Such is the inevitably of the Cloud advance in the US that the TechAmerica Foundation, made up of Cloud providers and academics, has now issued a Cloud First Buyers Guide for Government to provide easy, best practice steps for procurement officers in the government community to purchase and deploy Cloud services and technologies.

In its preface to the Guide, the Foundation notes: “To spur government agencies to take advantage of the benefits that Cloud Computing enables, the Obama Administration has issued a Cloud First policy. This Buyer’s Guide is designed to assist government agencies as they evaluate and purchase Cloud services and solutions in response to that policy.”

While the specifics of the Buyers Guide are inevitably highly geared to US government structures. the basic principles at their heart are eminently replicable across other nations, including the UK.

Step One: Business case

The report begins by recommending the creation of a business case – which may seem unusual given the mandated nature of the Cloud First policy, but the business case is needed to establish priorities. The report notes:

“Defaulting to a particular Cloud deployment or service model rather than using agency performance objectives to define the approach will result in missed opportunities to benefit from available Cloud services. In making the transition to the Cloud…first focus on workloads and Cloud services and solutions that have already been widely deployed in the Cloud in the private sector and government.”

In other words, don’t stick the tried and tested (and failed) practice of reinventing the wheel at every given opportunity. The Foundation identifies three main categories of Cloud offering that have proven track records already:

  • Infrastructure as a Service e.g.: storage web hosting, and backup.
  • Platform as a Service e.g. database services, identity management services, security services, geospatial information systems and customised application in areas of IT management.
  • Software as a Service e.g. email, CRM, collaboration, payment processing, and service centres.

Step Two: Establish priorities

Next, map your priorities and map them against the technology solutions on offer. Everyone will have a different set of priorities that matters, but among the most common aspects to take into consideration are:

  • Automatic upgrades and patches
  • Collaboration
  • Compliance requirements
  • In-house development and customisation capabilities
  • Ease of use
  • Sustainability and energy considerations
  • Integration with existing systems
  • Interoperability and open source
  • Portability
  • Pricing
  • Scalability
  • Security
  • Transparency of provider performance


Step Three: Think about security

The inevitable objection raised in both private and public sectors is the bug bear of security. The Buyers Guide notes: “Cloud services are not inherently more or less secure than in-house IT implementations. In both cases, security depends on technology, policies, and practices. A robust implementation of Cloud services is capable of meeting a variety of security requirements.”

But it observes that what does change is the question of responsibility: “One of the differences between cloud and in-house IT implementations is the degree of control for who manages and controls the security processes. Agencies should focus on managing the agreements between the agency and provider to ensure that a consistent security posture is maintained independent of who is responsible for the various layers of the system.”

Step Four: Implementation considerations

These are essential if the essential principle of sharing resources is to be adopted successfully. To that end, procurement officers need to ask:

  • Is the Cloud service easy to configure?

> _Directions_:
(1) Please retype the Cloud procurement article starting at "While the specifics" and ending at "including the UK.".
(2) Answer these on the Cloud procurement article:
(a) Which administration issued the Cloud First policy?
(b) In Step Two, what are priorities to be mapped against?
(c) According to the Buyers Guide, what three things does security depend on in both cloud and in-house IT?
The rows after this have no connection to the Cloud procurement article.

> _Data extract_:
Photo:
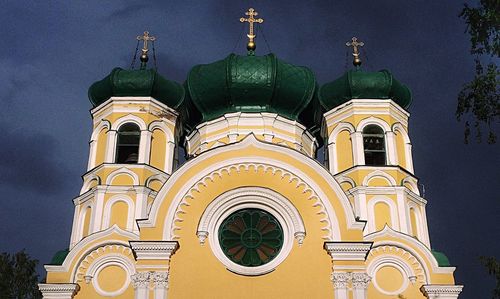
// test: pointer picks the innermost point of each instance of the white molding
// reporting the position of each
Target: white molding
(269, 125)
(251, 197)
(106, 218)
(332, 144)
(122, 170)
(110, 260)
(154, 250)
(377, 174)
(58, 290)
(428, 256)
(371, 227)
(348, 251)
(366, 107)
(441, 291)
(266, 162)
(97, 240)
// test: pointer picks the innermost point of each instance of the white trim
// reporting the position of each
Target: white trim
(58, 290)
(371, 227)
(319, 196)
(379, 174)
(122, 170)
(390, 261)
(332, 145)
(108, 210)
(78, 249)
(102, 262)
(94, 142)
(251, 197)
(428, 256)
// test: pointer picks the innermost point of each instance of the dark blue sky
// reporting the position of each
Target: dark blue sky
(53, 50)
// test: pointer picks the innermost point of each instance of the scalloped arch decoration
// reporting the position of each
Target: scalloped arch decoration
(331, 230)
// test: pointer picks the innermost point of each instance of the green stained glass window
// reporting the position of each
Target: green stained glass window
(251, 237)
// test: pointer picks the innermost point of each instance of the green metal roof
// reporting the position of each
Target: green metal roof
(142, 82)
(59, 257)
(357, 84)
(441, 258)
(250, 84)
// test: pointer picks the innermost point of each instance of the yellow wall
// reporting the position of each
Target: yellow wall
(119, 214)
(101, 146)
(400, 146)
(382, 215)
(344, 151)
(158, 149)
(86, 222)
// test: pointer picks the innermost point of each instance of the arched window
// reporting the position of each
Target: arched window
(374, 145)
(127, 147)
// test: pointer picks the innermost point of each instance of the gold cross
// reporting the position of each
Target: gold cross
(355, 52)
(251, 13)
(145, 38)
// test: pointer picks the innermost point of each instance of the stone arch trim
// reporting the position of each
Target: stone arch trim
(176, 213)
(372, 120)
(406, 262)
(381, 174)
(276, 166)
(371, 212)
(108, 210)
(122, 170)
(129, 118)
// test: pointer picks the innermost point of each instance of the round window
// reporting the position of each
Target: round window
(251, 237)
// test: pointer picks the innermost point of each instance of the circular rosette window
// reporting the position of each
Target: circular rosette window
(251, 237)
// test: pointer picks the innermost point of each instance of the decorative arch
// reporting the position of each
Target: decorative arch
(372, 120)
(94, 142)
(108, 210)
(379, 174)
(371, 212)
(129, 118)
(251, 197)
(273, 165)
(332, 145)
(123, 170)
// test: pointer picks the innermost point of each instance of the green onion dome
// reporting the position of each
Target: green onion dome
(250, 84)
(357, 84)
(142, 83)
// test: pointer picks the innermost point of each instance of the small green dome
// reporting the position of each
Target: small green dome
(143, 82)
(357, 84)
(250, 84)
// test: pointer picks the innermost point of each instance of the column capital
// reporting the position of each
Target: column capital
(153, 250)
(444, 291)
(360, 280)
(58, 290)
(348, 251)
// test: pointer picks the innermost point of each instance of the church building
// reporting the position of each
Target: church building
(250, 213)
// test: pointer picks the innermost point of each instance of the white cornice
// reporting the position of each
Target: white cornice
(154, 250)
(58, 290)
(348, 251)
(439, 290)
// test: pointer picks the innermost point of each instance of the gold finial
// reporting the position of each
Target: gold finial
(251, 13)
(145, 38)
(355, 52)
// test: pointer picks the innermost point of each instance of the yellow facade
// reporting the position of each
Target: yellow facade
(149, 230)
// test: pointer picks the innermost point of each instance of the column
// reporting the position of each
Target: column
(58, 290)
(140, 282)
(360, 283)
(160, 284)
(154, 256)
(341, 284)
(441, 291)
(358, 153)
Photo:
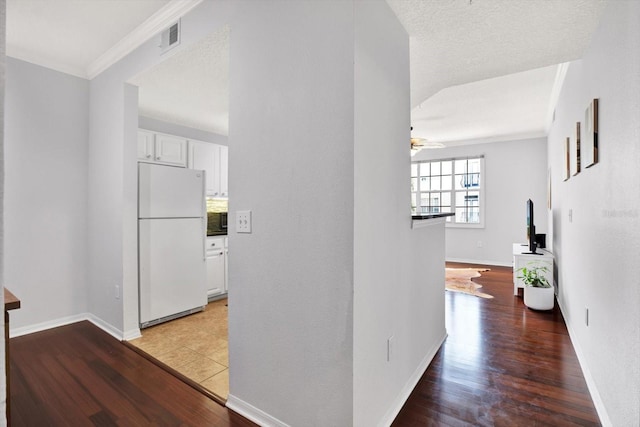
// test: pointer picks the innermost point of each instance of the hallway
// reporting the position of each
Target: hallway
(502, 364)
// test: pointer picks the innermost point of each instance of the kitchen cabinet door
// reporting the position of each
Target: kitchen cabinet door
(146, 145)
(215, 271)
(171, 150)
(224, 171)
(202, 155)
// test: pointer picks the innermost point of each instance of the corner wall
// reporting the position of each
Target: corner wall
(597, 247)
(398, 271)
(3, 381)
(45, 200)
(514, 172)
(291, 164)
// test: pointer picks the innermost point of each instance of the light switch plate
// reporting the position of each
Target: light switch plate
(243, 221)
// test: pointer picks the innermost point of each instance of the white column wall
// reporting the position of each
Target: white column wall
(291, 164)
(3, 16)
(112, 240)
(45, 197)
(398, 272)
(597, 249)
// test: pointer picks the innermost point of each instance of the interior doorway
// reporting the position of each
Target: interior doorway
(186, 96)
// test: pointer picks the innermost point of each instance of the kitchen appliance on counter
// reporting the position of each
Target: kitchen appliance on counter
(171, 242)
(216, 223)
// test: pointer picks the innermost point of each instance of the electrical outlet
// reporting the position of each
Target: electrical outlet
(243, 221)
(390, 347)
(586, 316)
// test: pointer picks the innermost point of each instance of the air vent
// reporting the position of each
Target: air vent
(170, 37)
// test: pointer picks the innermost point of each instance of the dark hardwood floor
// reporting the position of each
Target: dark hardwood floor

> _Answers provided_:
(1)
While the specifics of the Buyers Guide are inevitably highly geared to US government structures. the basic principles at their heart are eminently replicable across other nations, including the UK.

(2)
(a) The Obama Administration
(b) The technology solutions on offer
(c) Technology, policies, and practices